*WHAT IS REQUIRED:*
Scan the entries line by line and return those with "white".

(Referring expression data)
>>>>

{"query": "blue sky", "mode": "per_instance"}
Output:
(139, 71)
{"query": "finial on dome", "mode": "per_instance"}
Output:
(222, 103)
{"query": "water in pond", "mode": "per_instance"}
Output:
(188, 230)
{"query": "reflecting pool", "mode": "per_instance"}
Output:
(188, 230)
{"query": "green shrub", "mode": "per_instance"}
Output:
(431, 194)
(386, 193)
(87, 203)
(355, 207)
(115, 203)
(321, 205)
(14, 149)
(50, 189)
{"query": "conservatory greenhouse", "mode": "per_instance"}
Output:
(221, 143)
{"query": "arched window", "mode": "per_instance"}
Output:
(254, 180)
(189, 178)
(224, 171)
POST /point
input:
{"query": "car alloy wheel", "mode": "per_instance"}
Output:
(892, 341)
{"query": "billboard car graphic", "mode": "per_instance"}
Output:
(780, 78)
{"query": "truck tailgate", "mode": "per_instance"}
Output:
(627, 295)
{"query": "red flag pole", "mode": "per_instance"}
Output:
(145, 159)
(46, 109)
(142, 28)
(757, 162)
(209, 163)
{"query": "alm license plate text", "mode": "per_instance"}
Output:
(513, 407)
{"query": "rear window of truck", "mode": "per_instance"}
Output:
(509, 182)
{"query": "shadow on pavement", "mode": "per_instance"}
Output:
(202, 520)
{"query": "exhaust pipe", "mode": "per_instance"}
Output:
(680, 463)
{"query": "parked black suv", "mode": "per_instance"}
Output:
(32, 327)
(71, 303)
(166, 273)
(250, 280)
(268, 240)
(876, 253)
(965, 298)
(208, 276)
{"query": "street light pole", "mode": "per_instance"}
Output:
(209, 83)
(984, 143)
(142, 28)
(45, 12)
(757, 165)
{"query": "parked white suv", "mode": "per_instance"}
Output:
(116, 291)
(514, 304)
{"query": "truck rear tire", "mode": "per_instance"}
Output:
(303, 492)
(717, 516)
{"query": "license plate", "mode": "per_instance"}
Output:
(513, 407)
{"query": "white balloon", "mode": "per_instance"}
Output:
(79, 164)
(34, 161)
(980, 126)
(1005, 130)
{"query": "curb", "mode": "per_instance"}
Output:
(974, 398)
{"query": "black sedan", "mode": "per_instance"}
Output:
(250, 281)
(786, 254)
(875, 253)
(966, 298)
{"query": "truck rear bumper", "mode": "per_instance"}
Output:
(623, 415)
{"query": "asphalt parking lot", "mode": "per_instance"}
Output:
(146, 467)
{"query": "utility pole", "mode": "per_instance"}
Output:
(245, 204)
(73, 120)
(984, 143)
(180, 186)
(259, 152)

<<<<

*TASK SOLUTION:*
{"query": "parked white suv", "mode": "per_instance"}
{"query": "white balloon", "mode": "per_instance"}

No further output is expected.